● PASSAGE PROVIDED
-------------------------

How to convince someone they really don't understand what they are talking about

Finally some time to do some general knowledge journal reading!  On my list was a fascinating paper (pdf of the free working paper version - the journal version is paywalled) by Philip M. Fernbach, Todd Rogers, Craig R. Fox and Steven A. Sloman that investigates how to convince people that they really do not understand a topic they think they understand.  It has been blogged about in the context of extreme political positions, but it seems to have even greater relevance to more technical science-based topics like tobacco harm reduction (though, of course, much of traditional political extremism involves a failure to understand science also -- e.g., IS/LM macroeconomic models).

The most promising approach to persuade someone that something they strongly believe is just not so is definitely not to present contrary evidence.  It has clearly been demonstrated, repeatedly, that for most people (the vast majority who do not think like scientists or philosophers, including most "scientists" in health, and presumably in lots of other fields), presenting contrary evidence leads to a non-intellectual gut-level defensive reaction which tends to just harden their belief.  Expecting to get a rational reaction to evidence is usually a nonstarter.  Sigh!  But it is not much more useful to simply ask people to explain the basis of their claims -- they will just do a biased search for confirmatory evidence (or, quite likely, mere assertions of others who agree with them) and, again, become more hardened in their position.  Rather, the solution is to ask them to explain the mechanism that supports their view of the world.

-------------------------

● DATA SECTION

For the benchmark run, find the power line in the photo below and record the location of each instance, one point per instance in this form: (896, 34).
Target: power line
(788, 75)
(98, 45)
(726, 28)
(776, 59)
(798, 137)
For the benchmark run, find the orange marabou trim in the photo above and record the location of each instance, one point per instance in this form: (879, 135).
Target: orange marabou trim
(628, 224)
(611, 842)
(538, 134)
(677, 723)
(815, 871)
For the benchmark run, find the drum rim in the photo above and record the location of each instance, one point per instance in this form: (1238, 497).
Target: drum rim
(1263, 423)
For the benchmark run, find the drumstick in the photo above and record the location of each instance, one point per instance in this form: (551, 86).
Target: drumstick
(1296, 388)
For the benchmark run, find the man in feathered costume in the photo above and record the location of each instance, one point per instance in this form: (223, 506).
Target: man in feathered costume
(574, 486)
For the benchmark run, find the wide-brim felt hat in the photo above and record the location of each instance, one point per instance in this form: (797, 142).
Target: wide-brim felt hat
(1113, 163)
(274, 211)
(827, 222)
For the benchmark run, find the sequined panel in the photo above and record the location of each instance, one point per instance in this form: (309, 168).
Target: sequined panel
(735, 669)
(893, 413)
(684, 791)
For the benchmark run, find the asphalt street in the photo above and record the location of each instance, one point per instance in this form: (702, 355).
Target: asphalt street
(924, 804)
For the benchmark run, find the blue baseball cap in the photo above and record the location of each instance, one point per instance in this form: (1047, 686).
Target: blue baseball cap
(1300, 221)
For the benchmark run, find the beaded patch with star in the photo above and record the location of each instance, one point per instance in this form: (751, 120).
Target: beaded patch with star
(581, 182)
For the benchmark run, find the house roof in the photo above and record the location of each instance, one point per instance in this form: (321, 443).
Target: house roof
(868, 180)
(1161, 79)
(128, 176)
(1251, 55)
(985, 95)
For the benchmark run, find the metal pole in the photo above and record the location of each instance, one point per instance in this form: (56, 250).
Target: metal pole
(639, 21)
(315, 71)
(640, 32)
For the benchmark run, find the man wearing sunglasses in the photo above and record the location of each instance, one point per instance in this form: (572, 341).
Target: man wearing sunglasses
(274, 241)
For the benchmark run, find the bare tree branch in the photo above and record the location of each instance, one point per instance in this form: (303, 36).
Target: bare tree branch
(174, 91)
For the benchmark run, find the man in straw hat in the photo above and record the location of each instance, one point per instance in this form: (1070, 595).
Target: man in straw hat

-------------------------

● PROBLEM SET
1. List every author of the paper discussed in the passage on persuasion.
2. Summarize the passage on persuasion in two sentences.
The records are separate material and have no connection to the passage on persuasion.

● PER-TASK ANSWERS
1. Philip M. Fernbach, Todd Rogers, Craig R. Fox, Steven A. Sloman

2. The passage discusses a paper by Fernbach, Rogers, Fox and Sloman that investigates how to convince people they do not understand a topic they think they understand. Presenting contrary evidence or asking people to explain the basis of their claims tends to harden their beliefs, so the solution is to ask them to explain the mechanism that supports their view.